Entretien avec Michel Maffesoli « Je m’attache à montrer que l’époque moderne est achevée »
Le sociologue et professeur émérite à la Sorbonne vient de publier deux ouvrages aux éditions du Cerf, Le temps des peurs (2023) et Logique de l’assentiment (2023) dans lesquels il propose une réflexion profonde sur l’époque d’instabilité grandissante que nous vivons à l’heure actuelle, démontrant que l’élite, qui pressent sa fin, agite les peurs d’un État-Léviathan, tandis que coincée dans la modernité qui s’achève, elle se crispe sur ses valeurs mourantes, accusant le peuple qui ne se reconnait plus dans celles-ci, de mal-penser. Wokisme, complotisme, hygénisation de la société, théâtocratie, société liquide sont les outils de l’instrumentalisation des peurs organisée par les élites, tandis que le peuple recherche l’enracinement, en préférant la tradition, le sacré, le local, etc. Ce grand entretien est paru dans le site du mensuel Entreprendre, dans le n°30 de Question de Philo de juin 2023, et dans le n°42 de Livr'arbitres. Il figure désormais au sommaire de mon livre Galaxie Houellebecq (et autres étoiles) paru aux éditions Ovadia (2024).
-*-*-
• [EXERCICE A]: D'après le texte source, chez quel éditeur le sociologue a-t-il publié Le temps des peurs et Logique de l'assentiment ?

Enregistrements issus d'une collection
-*-*-
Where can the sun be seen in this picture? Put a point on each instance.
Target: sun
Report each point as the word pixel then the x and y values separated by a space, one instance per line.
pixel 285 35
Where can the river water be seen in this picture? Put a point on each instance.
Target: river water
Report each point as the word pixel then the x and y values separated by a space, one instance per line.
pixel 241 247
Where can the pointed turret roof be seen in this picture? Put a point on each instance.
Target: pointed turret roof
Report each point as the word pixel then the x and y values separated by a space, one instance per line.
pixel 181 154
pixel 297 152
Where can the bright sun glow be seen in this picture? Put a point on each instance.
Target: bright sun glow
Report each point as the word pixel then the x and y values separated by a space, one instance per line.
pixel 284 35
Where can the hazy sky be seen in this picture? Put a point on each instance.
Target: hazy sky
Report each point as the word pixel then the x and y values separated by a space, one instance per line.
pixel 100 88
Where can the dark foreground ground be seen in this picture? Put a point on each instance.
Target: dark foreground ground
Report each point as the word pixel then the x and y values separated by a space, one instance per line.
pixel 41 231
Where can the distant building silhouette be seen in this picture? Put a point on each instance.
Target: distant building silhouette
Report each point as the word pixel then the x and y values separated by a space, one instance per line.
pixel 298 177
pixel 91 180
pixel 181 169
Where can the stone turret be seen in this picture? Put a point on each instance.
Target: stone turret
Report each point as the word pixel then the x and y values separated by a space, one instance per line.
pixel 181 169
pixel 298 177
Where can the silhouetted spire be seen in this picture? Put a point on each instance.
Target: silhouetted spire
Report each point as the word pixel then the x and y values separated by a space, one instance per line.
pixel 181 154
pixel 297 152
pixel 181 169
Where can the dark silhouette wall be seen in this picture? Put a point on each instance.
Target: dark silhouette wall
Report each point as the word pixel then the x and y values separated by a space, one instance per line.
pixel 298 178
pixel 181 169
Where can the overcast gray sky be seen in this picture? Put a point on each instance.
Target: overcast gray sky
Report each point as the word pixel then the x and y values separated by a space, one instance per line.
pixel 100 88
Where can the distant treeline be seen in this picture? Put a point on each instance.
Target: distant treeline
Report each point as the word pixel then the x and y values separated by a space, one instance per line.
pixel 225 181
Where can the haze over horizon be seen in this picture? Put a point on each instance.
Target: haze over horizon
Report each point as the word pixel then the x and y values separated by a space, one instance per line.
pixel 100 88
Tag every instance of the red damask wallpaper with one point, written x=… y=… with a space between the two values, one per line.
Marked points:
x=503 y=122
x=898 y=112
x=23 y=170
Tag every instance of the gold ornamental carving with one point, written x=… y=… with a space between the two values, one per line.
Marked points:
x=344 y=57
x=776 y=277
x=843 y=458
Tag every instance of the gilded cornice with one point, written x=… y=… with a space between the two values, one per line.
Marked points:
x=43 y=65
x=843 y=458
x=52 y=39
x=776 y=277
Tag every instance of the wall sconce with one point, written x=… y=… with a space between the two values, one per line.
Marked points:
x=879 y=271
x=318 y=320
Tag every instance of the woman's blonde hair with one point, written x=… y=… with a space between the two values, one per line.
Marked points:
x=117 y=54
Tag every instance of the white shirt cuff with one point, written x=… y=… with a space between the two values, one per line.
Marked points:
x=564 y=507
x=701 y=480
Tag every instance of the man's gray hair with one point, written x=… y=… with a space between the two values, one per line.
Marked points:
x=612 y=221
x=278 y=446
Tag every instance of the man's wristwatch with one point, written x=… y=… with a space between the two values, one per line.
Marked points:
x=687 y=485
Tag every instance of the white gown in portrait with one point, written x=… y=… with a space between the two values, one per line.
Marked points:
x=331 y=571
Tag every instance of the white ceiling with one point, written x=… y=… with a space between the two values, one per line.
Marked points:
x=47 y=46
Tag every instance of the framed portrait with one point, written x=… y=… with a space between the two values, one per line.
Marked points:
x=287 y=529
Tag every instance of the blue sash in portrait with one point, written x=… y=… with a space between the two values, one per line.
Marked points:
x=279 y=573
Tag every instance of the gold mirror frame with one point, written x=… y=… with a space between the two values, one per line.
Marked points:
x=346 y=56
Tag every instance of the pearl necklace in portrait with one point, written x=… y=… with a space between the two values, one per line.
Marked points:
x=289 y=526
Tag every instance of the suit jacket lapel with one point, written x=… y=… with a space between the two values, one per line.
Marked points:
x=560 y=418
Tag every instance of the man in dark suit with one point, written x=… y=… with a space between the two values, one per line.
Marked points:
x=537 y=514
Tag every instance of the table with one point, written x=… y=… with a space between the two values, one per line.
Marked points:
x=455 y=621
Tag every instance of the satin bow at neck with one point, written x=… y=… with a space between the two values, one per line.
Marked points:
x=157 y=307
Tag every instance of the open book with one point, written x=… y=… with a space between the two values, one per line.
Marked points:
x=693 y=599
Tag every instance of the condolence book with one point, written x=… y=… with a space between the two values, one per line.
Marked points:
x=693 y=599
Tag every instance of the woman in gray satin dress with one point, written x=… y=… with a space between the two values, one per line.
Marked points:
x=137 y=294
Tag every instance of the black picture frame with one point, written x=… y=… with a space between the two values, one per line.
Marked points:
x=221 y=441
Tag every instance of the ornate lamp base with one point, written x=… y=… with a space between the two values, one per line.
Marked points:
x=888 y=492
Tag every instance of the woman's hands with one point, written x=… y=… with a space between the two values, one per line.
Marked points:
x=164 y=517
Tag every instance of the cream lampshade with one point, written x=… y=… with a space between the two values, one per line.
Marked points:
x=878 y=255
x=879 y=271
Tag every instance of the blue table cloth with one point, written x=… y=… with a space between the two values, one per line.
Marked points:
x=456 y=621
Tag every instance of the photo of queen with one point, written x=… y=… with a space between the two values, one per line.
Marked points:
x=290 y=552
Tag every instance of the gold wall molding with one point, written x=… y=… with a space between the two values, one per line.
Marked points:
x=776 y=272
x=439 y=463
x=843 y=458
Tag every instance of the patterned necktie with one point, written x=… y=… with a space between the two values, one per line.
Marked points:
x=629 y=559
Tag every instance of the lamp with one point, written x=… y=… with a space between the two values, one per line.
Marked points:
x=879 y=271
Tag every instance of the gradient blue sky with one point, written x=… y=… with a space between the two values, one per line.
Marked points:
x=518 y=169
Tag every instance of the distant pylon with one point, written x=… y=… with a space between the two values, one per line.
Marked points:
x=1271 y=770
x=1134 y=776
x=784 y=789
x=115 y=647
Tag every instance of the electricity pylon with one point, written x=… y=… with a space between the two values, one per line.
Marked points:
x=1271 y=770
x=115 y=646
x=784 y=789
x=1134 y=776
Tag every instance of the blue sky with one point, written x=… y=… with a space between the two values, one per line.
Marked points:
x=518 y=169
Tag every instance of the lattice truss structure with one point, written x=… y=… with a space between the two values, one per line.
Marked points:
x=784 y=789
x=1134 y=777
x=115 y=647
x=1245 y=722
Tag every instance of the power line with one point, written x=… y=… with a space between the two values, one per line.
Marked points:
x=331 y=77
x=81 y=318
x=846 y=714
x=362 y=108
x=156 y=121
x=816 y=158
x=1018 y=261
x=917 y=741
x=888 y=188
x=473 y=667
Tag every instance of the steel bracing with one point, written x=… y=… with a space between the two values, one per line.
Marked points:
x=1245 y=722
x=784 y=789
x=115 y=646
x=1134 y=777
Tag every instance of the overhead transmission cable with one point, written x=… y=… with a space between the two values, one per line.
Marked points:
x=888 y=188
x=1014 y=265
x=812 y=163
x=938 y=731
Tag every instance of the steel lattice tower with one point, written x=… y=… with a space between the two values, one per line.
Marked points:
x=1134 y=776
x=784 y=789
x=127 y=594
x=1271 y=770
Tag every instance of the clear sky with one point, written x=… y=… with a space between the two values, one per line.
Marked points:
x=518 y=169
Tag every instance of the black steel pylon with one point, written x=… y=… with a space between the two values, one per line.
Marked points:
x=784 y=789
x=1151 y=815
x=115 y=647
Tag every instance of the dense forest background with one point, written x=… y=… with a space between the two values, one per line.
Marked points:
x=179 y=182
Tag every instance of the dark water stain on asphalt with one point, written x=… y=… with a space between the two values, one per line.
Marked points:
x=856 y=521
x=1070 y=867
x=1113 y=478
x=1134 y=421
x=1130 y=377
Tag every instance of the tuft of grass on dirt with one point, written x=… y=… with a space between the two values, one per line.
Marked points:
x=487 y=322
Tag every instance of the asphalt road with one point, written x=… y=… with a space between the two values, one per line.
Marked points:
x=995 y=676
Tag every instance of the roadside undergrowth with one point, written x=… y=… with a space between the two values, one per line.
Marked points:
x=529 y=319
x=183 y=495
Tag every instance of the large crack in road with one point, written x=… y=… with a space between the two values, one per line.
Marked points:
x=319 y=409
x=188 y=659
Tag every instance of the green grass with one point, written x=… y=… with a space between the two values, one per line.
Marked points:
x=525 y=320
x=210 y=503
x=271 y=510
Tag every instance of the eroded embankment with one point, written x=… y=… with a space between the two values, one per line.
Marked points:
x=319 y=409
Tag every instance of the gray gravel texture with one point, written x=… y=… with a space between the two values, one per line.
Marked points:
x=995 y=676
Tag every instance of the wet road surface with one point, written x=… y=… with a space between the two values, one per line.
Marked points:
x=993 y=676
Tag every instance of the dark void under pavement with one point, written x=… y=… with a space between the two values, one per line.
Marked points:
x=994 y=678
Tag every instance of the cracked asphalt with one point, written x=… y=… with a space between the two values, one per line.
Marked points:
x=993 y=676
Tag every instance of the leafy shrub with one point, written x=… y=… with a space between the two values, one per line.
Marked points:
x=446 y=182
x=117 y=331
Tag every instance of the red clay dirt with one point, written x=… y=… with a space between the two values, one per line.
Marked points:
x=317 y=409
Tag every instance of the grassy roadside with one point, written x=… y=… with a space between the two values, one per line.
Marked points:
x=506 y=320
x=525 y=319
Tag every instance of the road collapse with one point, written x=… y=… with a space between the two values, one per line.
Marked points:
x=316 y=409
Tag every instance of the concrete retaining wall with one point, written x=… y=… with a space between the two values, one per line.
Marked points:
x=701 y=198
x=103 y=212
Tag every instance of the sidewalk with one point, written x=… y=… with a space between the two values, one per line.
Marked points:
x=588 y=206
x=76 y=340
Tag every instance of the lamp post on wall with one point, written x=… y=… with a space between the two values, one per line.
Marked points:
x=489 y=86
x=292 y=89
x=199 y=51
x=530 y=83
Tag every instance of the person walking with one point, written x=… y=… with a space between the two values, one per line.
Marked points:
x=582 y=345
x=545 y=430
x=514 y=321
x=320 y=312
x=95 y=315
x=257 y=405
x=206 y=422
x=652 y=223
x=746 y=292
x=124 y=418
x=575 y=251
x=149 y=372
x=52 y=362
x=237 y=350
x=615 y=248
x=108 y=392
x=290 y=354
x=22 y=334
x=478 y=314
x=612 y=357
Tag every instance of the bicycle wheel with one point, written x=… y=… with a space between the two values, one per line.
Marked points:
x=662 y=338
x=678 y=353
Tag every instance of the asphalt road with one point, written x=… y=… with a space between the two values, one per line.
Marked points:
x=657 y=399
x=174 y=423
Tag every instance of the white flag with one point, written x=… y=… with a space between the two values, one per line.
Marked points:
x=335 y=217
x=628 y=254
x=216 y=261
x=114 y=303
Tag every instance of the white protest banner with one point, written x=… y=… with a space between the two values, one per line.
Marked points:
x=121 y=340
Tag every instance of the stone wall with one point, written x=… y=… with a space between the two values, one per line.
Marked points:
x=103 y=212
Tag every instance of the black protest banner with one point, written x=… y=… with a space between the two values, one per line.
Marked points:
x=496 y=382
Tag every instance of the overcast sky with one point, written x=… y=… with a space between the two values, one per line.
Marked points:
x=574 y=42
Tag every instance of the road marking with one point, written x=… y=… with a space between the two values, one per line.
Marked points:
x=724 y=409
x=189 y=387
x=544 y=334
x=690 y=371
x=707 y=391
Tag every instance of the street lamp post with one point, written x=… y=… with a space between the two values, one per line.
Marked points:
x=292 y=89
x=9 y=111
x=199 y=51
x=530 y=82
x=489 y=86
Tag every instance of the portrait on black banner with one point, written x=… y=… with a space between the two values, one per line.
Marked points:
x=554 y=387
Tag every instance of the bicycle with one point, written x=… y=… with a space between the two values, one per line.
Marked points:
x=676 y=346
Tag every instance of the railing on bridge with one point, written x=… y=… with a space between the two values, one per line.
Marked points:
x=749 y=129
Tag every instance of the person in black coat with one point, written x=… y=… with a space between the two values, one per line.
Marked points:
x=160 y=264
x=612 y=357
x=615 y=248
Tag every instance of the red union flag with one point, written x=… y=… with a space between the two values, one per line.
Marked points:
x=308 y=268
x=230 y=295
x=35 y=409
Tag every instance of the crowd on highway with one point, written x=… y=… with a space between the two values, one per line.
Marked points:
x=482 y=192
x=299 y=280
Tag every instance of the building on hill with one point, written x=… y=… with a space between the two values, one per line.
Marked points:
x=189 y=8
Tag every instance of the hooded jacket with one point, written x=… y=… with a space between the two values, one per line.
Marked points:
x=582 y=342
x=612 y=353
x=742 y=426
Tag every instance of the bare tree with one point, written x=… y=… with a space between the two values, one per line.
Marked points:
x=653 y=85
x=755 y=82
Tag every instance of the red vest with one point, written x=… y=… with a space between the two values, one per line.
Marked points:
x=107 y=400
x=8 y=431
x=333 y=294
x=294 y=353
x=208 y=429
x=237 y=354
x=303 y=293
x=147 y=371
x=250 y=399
-*-*-
• [EXERCICE B]: Veuillez mettre dans un CSV à deux colonnes, « texte » et « reponse », la partie des enregistrements qui va du début jusqu'à la ligne contenant "pixel 285 35", celle-ci comprise. Prévoyez une ligne par enregistrement, avec chaque valeur dans un seul champ entre guillemets et les sauts de ligne remplacés par des espaces.

• [RÉPONSE A]: Aux éditions du Cerf.

• [RÉPONSE B]:
texte,reponse
"Where can the sun be seen in this picture? Put a point on each instance. Target: sun Report each point as the word pixel then the x and y values separated by a space, one instance per line.","pixel 285 35"